→ **Stated goal**
Determine how many lines of the entries contain the string "plate", taking case into account. Give only the number.

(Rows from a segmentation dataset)
##############################

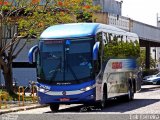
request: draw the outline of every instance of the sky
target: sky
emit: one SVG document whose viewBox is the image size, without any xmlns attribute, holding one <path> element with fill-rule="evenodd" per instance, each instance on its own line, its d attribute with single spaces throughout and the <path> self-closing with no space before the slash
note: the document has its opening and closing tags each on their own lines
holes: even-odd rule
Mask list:
<svg viewBox="0 0 160 120">
<path fill-rule="evenodd" d="M 123 0 L 122 16 L 157 26 L 157 13 L 160 19 L 160 0 Z"/>
</svg>

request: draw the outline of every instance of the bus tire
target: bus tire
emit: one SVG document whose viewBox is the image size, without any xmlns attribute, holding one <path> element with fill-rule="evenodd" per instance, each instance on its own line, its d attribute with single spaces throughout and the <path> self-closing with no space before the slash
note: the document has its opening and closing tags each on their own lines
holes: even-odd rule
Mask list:
<svg viewBox="0 0 160 120">
<path fill-rule="evenodd" d="M 50 109 L 52 112 L 57 112 L 59 110 L 59 104 L 50 104 Z"/>
</svg>

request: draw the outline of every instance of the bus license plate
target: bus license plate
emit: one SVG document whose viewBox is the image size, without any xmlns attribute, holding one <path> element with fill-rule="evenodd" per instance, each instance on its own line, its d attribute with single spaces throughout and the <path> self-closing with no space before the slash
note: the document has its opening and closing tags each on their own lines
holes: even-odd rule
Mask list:
<svg viewBox="0 0 160 120">
<path fill-rule="evenodd" d="M 60 98 L 60 101 L 65 102 L 65 101 L 70 101 L 70 99 L 69 98 Z"/>
</svg>

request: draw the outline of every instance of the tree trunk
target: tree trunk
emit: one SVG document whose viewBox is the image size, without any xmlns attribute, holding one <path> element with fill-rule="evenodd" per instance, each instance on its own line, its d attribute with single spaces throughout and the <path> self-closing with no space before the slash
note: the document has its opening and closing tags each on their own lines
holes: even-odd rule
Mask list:
<svg viewBox="0 0 160 120">
<path fill-rule="evenodd" d="M 13 79 L 12 79 L 12 67 L 8 66 L 7 71 L 3 71 L 5 86 L 9 93 L 13 93 Z"/>
</svg>

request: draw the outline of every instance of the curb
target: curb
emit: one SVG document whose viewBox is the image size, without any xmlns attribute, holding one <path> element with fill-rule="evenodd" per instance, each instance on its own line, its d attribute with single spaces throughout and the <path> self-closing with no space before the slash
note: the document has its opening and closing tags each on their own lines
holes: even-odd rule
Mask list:
<svg viewBox="0 0 160 120">
<path fill-rule="evenodd" d="M 4 111 L 0 112 L 0 115 L 2 114 L 6 114 L 6 113 L 11 113 L 11 112 L 18 112 L 18 111 L 25 111 L 25 110 L 31 110 L 31 109 L 35 109 L 35 108 L 43 108 L 43 107 L 47 107 L 48 105 L 32 105 L 32 106 L 23 106 L 23 107 L 17 107 L 17 108 L 10 108 L 10 109 L 6 109 Z"/>
</svg>

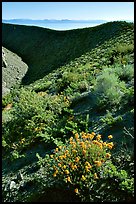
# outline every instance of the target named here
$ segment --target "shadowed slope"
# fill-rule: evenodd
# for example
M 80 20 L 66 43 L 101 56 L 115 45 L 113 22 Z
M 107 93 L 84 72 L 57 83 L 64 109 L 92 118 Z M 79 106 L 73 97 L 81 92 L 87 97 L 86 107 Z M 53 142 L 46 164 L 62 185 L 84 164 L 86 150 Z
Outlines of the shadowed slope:
M 52 70 L 118 36 L 131 24 L 109 22 L 92 28 L 55 31 L 35 26 L 3 24 L 2 43 L 28 64 L 22 80 L 29 84 Z

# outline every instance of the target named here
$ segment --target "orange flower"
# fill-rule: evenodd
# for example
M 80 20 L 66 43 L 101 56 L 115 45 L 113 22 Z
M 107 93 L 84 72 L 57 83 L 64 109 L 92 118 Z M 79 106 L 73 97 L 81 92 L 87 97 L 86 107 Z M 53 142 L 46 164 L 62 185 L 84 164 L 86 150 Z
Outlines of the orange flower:
M 79 157 L 76 157 L 75 158 L 75 162 L 79 162 L 80 158 Z
M 69 170 L 65 170 L 65 174 L 69 174 Z
M 109 135 L 109 136 L 108 136 L 108 138 L 109 138 L 109 139 L 112 139 L 112 138 L 113 138 L 113 136 L 112 136 L 112 135 Z
M 98 134 L 98 135 L 96 136 L 96 139 L 99 141 L 99 140 L 101 139 L 101 135 Z
M 81 180 L 82 180 L 82 181 L 85 181 L 85 180 L 86 180 L 86 178 L 85 178 L 84 175 L 82 175 Z
M 102 165 L 102 162 L 101 162 L 101 161 L 94 161 L 94 163 L 95 163 L 98 167 L 100 167 L 100 166 Z
M 53 158 L 53 154 L 50 155 L 50 158 Z
M 94 179 L 98 179 L 97 173 L 94 173 Z
M 79 138 L 79 135 L 78 133 L 75 134 L 75 139 L 78 139 Z
M 82 152 L 82 153 L 83 153 L 83 155 L 85 156 L 85 154 L 86 154 L 86 150 L 83 150 L 83 152 Z
M 68 182 L 71 182 L 70 176 L 68 176 L 66 179 Z
M 74 192 L 78 194 L 79 193 L 78 188 L 75 188 Z
M 106 153 L 106 158 L 110 158 L 110 157 L 111 157 L 111 154 Z

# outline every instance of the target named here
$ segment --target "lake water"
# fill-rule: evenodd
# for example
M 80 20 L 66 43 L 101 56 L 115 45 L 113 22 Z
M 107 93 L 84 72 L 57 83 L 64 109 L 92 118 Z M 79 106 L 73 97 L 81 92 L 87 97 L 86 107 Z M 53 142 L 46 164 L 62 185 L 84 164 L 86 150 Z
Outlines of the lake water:
M 38 26 L 38 27 L 44 27 L 49 28 L 53 30 L 71 30 L 71 29 L 78 29 L 78 28 L 87 28 L 87 27 L 94 27 L 97 25 L 100 25 L 102 23 L 96 24 L 96 23 L 69 23 L 69 22 L 60 22 L 60 23 L 34 23 L 34 24 L 25 24 L 28 26 Z

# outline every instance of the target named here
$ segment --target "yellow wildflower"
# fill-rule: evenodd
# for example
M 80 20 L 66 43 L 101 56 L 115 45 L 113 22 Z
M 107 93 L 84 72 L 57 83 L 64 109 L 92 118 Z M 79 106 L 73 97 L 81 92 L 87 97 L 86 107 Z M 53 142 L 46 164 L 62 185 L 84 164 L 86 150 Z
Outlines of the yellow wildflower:
M 96 136 L 96 139 L 99 141 L 99 140 L 101 139 L 101 135 L 98 134 L 98 135 Z
M 74 154 L 76 154 L 76 153 L 77 153 L 77 150 L 73 149 L 72 152 L 73 152 Z
M 108 147 L 109 149 L 112 149 L 113 146 L 114 146 L 114 145 L 113 145 L 113 142 L 110 142 L 110 143 L 107 144 L 107 147 Z
M 88 134 L 88 138 L 92 140 L 94 138 L 94 135 L 93 134 Z
M 65 170 L 65 174 L 69 174 L 69 170 Z
M 50 158 L 53 158 L 53 154 L 50 155 Z
M 106 158 L 110 158 L 110 157 L 111 157 L 111 154 L 106 153 Z
M 85 156 L 85 154 L 86 154 L 86 150 L 83 150 L 82 153 L 83 153 L 83 155 Z
M 58 166 L 61 167 L 61 163 L 58 163 Z
M 92 135 L 96 135 L 95 132 L 92 132 L 91 134 L 92 134 Z
M 57 174 L 54 172 L 53 177 L 56 177 L 56 176 L 57 176 Z
M 94 173 L 94 179 L 98 179 L 97 173 Z
M 64 166 L 63 166 L 63 169 L 66 169 L 66 168 L 67 168 L 66 165 L 64 165 Z
M 68 176 L 66 179 L 68 182 L 71 182 L 70 176 Z
M 112 138 L 113 138 L 113 136 L 112 136 L 112 135 L 109 135 L 109 136 L 108 136 L 108 138 L 109 138 L 109 139 L 112 139 Z
M 98 167 L 100 167 L 100 166 L 102 165 L 102 162 L 101 162 L 101 161 L 94 161 L 94 163 L 95 163 Z
M 55 152 L 58 152 L 58 150 L 59 150 L 59 149 L 58 149 L 58 148 L 56 148 L 56 149 L 55 149 Z
M 75 158 L 75 162 L 79 162 L 80 158 L 79 157 L 76 157 Z
M 103 146 L 106 147 L 106 146 L 107 146 L 107 143 L 106 143 L 106 142 L 103 142 Z
M 88 172 L 90 171 L 89 167 L 88 166 L 85 166 L 85 170 Z
M 82 175 L 81 180 L 82 180 L 82 181 L 85 181 L 85 180 L 86 180 L 86 178 L 85 178 L 85 176 L 84 176 L 84 175 Z
M 66 149 L 65 153 L 66 153 L 66 154 L 68 154 L 68 153 L 69 153 L 69 151 Z
M 75 134 L 75 139 L 78 139 L 79 138 L 79 135 L 78 133 Z
M 78 188 L 75 188 L 74 192 L 78 194 L 79 193 Z

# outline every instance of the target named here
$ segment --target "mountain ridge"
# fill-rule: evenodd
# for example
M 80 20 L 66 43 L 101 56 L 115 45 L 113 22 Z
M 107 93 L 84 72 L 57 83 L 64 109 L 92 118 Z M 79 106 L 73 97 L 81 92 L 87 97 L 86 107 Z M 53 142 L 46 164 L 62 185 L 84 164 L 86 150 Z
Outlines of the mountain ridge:
M 131 28 L 132 25 L 108 22 L 91 28 L 55 31 L 36 26 L 2 24 L 2 43 L 28 64 L 29 69 L 22 82 L 29 84 L 119 35 L 125 27 Z

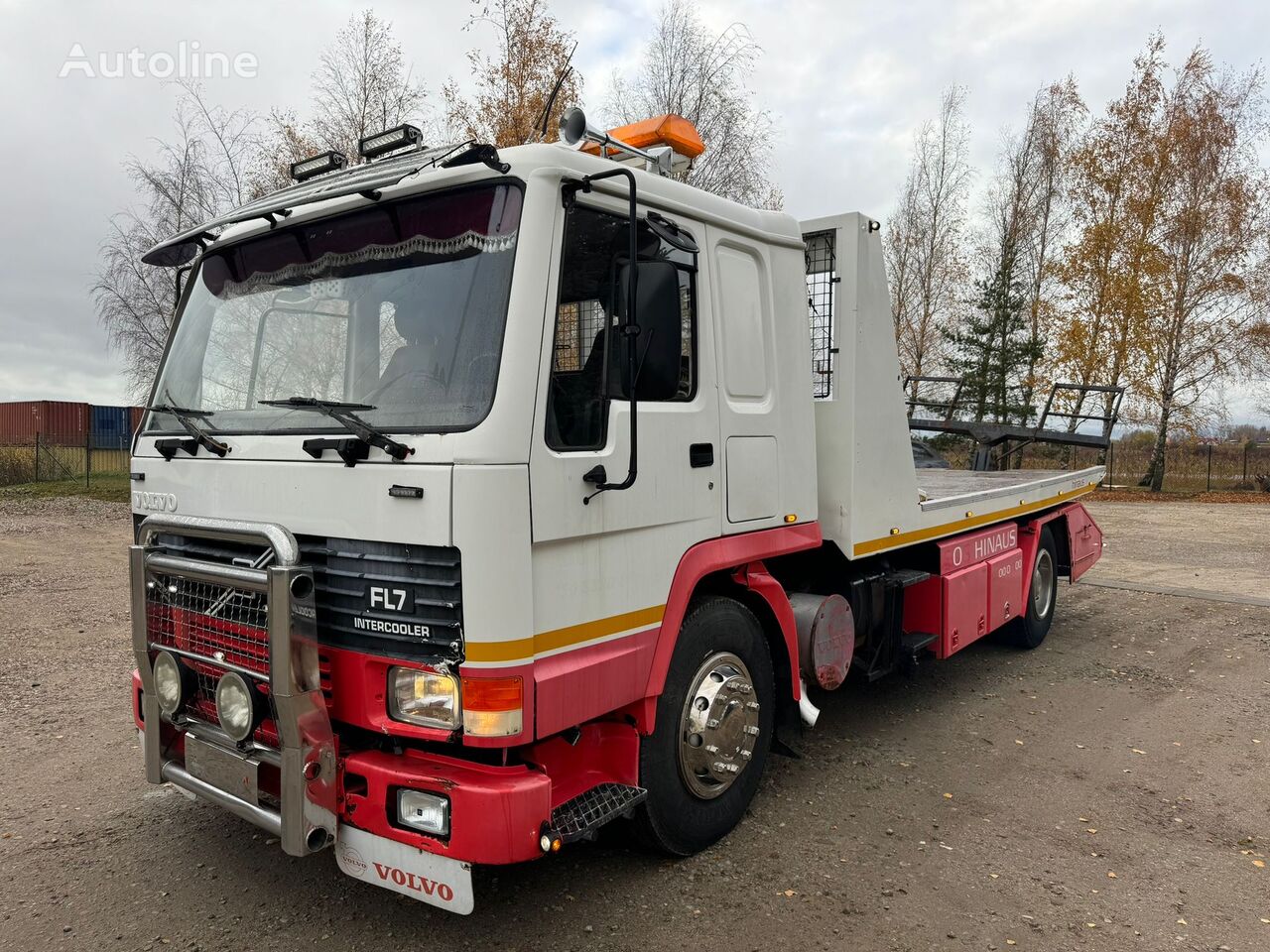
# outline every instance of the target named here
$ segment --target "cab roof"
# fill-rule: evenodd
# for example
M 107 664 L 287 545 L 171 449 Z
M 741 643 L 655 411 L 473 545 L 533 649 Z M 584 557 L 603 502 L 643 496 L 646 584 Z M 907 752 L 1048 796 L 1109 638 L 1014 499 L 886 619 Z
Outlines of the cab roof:
M 277 227 L 292 217 L 298 221 L 352 211 L 386 197 L 401 198 L 443 183 L 497 180 L 504 175 L 527 180 L 549 170 L 563 178 L 583 178 L 612 168 L 610 159 L 561 143 L 533 143 L 495 151 L 491 146 L 469 141 L 420 149 L 279 189 L 160 241 L 141 260 L 161 267 L 184 265 L 212 245 Z M 632 171 L 644 204 L 712 220 L 762 240 L 801 245 L 798 222 L 784 212 L 749 208 L 671 178 L 641 169 Z M 601 184 L 605 188 L 601 189 Z M 611 194 L 625 194 L 625 188 L 624 184 L 597 183 L 597 190 Z

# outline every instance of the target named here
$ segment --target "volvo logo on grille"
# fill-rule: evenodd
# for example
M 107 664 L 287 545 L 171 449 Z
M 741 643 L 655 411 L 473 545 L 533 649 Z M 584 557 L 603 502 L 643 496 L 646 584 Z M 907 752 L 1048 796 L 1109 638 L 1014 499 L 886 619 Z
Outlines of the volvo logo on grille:
M 151 513 L 177 512 L 177 496 L 173 493 L 133 493 L 133 509 L 149 509 Z

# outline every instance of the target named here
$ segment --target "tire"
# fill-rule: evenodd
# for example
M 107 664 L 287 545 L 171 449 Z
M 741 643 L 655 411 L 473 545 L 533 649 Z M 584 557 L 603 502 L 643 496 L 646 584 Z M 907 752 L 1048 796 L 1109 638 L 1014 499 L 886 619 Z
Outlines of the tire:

##############################

→ **Written solution**
2